(Beginning of SUPPLIED MATERIAL)

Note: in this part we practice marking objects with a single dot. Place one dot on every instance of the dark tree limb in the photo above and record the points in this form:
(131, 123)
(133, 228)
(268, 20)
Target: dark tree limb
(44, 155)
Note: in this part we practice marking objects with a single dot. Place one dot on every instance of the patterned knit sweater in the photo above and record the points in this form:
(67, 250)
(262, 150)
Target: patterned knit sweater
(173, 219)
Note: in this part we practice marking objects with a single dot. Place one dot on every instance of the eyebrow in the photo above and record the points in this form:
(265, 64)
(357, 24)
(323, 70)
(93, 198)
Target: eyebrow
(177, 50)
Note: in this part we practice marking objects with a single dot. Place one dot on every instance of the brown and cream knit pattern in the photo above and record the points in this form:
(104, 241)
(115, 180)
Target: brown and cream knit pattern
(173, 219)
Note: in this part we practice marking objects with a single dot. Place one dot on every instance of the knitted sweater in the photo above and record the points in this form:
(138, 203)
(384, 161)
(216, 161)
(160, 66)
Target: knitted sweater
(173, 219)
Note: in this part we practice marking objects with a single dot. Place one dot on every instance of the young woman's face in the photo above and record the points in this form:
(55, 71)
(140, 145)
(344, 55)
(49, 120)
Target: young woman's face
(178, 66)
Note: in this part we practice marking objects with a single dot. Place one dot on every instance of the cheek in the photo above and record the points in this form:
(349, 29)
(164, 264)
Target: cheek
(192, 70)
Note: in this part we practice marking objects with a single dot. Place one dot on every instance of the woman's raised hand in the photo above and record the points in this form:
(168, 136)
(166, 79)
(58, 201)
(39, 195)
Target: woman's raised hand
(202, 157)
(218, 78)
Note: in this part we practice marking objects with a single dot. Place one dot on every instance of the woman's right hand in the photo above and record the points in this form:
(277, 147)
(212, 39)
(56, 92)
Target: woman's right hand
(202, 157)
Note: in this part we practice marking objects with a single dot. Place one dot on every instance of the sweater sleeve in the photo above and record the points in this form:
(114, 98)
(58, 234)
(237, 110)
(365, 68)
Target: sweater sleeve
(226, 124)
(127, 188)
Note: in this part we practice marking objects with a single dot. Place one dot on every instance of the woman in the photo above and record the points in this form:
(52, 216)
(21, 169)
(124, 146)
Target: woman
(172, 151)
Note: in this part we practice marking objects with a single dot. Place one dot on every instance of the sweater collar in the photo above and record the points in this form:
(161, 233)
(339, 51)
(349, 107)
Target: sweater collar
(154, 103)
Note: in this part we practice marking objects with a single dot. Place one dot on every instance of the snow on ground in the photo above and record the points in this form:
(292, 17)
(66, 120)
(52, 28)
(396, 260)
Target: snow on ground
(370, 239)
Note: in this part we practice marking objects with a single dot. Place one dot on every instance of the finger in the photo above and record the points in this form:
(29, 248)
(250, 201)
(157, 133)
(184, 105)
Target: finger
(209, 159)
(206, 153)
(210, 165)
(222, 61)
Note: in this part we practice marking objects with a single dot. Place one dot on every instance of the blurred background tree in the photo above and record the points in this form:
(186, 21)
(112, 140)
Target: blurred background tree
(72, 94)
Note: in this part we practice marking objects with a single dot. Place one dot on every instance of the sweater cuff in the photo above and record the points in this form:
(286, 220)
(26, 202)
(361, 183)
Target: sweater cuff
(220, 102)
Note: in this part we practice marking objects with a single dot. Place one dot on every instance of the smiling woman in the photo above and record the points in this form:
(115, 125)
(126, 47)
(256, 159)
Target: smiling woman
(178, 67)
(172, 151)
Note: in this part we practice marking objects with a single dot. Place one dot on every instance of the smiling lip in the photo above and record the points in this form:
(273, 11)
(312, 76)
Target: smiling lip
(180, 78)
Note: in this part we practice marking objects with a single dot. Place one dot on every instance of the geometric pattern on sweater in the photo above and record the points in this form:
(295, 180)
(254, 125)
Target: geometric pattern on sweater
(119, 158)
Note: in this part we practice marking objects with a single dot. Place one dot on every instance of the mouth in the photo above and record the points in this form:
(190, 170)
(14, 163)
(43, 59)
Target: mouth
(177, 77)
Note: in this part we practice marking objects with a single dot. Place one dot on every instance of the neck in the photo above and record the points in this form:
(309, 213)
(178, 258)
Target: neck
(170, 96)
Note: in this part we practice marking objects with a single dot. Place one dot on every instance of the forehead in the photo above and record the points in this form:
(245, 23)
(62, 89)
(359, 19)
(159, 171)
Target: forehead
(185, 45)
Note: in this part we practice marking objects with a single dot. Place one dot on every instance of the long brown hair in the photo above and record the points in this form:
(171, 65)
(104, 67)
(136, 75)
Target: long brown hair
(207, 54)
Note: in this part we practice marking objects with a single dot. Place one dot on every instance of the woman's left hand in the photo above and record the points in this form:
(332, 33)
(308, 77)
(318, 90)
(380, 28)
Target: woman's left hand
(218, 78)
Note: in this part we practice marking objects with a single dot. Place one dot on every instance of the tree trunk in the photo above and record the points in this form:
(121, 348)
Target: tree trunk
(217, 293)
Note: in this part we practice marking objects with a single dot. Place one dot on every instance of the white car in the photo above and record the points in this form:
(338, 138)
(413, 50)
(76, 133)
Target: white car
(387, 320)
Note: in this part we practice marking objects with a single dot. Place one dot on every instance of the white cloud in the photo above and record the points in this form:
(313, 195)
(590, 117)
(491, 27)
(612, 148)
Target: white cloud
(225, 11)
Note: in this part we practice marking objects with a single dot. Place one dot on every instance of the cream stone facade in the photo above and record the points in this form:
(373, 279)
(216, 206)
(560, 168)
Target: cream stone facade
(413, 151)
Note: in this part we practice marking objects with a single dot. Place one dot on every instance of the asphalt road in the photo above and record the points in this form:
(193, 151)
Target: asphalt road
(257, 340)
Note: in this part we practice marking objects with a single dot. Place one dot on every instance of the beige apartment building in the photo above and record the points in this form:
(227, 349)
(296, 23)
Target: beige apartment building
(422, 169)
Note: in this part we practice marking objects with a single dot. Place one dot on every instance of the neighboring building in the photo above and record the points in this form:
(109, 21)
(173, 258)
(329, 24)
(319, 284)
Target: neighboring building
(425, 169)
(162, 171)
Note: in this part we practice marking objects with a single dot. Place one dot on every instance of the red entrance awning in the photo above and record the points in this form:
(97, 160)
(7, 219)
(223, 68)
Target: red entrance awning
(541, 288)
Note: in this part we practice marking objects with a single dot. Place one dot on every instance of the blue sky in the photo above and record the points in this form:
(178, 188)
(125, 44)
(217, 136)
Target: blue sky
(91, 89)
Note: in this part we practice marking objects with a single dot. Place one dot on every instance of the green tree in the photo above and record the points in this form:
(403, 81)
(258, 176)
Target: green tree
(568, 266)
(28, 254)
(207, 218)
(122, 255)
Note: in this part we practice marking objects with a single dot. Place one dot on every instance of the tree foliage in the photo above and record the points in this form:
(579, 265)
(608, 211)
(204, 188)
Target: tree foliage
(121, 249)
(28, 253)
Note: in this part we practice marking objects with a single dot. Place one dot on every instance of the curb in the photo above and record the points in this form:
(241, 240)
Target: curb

(End of SUPPLIED MATERIAL)

Count the lines in the records above that contain the word "curb", and give only that number.

◆ FINISHED EXERCISE ◆
2